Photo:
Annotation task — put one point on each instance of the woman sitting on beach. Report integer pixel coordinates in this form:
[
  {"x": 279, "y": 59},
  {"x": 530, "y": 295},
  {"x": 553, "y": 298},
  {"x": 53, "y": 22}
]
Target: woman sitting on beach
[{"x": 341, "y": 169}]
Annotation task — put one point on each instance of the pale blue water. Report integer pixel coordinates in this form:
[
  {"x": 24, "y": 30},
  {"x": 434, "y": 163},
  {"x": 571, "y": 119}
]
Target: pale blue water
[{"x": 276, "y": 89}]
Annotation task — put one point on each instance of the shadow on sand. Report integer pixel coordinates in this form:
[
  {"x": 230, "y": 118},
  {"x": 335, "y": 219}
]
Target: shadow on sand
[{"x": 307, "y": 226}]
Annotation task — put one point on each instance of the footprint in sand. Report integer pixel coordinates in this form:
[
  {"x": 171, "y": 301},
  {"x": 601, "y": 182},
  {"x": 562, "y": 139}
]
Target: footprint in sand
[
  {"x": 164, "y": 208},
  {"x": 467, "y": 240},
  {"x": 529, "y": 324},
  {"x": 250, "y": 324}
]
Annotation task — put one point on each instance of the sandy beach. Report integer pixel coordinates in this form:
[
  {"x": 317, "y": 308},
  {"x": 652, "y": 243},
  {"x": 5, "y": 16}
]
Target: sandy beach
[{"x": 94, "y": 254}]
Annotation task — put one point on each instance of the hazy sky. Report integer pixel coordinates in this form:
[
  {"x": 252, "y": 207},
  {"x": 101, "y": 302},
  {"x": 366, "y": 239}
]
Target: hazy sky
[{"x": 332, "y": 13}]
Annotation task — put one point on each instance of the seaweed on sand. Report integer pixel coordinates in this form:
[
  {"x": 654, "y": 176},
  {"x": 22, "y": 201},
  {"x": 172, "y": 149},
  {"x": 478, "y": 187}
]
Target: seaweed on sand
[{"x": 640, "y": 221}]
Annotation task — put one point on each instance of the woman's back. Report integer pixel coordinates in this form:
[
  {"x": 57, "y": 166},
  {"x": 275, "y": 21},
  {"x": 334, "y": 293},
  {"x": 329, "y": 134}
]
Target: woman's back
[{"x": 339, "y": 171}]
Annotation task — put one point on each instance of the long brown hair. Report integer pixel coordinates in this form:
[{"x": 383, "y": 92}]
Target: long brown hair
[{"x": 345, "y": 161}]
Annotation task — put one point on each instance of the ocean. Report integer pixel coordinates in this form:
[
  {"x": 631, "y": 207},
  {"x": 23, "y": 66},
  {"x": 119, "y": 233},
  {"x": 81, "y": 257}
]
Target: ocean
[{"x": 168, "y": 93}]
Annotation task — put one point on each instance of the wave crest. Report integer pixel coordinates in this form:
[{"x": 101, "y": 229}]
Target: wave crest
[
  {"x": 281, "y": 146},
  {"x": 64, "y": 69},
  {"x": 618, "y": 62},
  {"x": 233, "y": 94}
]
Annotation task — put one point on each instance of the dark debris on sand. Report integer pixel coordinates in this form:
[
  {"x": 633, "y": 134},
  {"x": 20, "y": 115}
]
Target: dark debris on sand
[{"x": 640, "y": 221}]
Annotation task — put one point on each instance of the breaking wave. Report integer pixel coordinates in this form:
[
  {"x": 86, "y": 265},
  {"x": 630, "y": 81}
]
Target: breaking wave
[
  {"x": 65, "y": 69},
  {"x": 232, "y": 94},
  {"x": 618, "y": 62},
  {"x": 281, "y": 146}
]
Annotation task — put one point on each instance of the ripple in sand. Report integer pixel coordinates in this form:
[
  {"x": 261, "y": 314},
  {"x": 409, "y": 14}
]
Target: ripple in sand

## PROBLEM TO WORK ON
Could you copy out every one of the rows above, word for word and with nothing changed?

## RESPONSE BELOW
Photo:
Annotation task — put one point on each instance of the woman sitting on beach. Report integer pixel coordinates in this form:
[
  {"x": 279, "y": 59},
  {"x": 530, "y": 295},
  {"x": 553, "y": 298},
  {"x": 53, "y": 22}
]
Target: woman sitting on beach
[{"x": 341, "y": 169}]
Annotation task — put one point on each instance of the pale blue water. Report integer pixel coordinates in this form:
[
  {"x": 24, "y": 30},
  {"x": 434, "y": 163},
  {"x": 571, "y": 119}
]
Target: pale blue water
[{"x": 276, "y": 89}]
Annotation task — put one point on each instance of the shadow on sand. Report integer pixel coordinates in this form:
[
  {"x": 230, "y": 118},
  {"x": 335, "y": 219}
]
Target: shadow on sand
[{"x": 307, "y": 226}]
Annotation task — put one point on each instance of the footprint in sand. Report integer pixel coordinates in this form:
[
  {"x": 171, "y": 301},
  {"x": 601, "y": 182},
  {"x": 562, "y": 139}
]
Target: footprint in sand
[
  {"x": 164, "y": 208},
  {"x": 467, "y": 240},
  {"x": 529, "y": 324},
  {"x": 250, "y": 324}
]
Annotation task — put one point on each instance of the sandy beach. Report integer pixel coordinates in this form:
[
  {"x": 317, "y": 308},
  {"x": 652, "y": 243},
  {"x": 5, "y": 16}
]
Target: sandy beach
[{"x": 94, "y": 254}]
Annotation task — put one point on each instance of the hazy sky. Report integer pixel coordinates in this form:
[
  {"x": 252, "y": 207},
  {"x": 101, "y": 302},
  {"x": 366, "y": 239}
]
Target: hazy sky
[{"x": 332, "y": 13}]
Annotation task — put one point on each instance of the seaweed on sand. Report integer pixel coordinates in this form:
[
  {"x": 654, "y": 176},
  {"x": 22, "y": 201},
  {"x": 172, "y": 149},
  {"x": 478, "y": 187}
]
Target: seaweed on sand
[{"x": 640, "y": 221}]
Annotation task — put one point on each instance of the woman's back. Report integer pixel coordinates in this form:
[
  {"x": 57, "y": 166},
  {"x": 275, "y": 21},
  {"x": 334, "y": 293},
  {"x": 329, "y": 134}
]
Target: woman's back
[{"x": 339, "y": 171}]
Annotation task — put one point on each instance of the long brown hair. Report integer pixel coordinates in this form:
[{"x": 383, "y": 92}]
Target: long brown hair
[{"x": 345, "y": 161}]
Annotation task — put one point on each instance of the ocean. Report integer pixel coordinates in this form:
[
  {"x": 631, "y": 207},
  {"x": 23, "y": 66},
  {"x": 119, "y": 233},
  {"x": 81, "y": 257}
]
Target: ocean
[{"x": 168, "y": 93}]
Annotation task — put one point on each instance of the wave crest. Report integer pixel coordinates in this form:
[{"x": 101, "y": 229}]
Target: wave crest
[
  {"x": 281, "y": 146},
  {"x": 64, "y": 69},
  {"x": 618, "y": 62},
  {"x": 233, "y": 94}
]
Annotation task — put one point on each instance of the dark debris on sand. Report integer pixel coordinates in this form:
[
  {"x": 633, "y": 134},
  {"x": 20, "y": 115}
]
Target: dark debris on sand
[{"x": 640, "y": 221}]
Annotation task — put one point on each instance of the breaking wave. Report integer pixel coordinates in this form:
[
  {"x": 86, "y": 265},
  {"x": 630, "y": 81}
]
Target: breaking wave
[
  {"x": 65, "y": 69},
  {"x": 232, "y": 94},
  {"x": 618, "y": 62},
  {"x": 281, "y": 146}
]
Annotation task — put one point on each instance of the ripple in sand. Report integer pixel coordinates in this form:
[
  {"x": 261, "y": 314},
  {"x": 409, "y": 14}
]
Target: ripple in sand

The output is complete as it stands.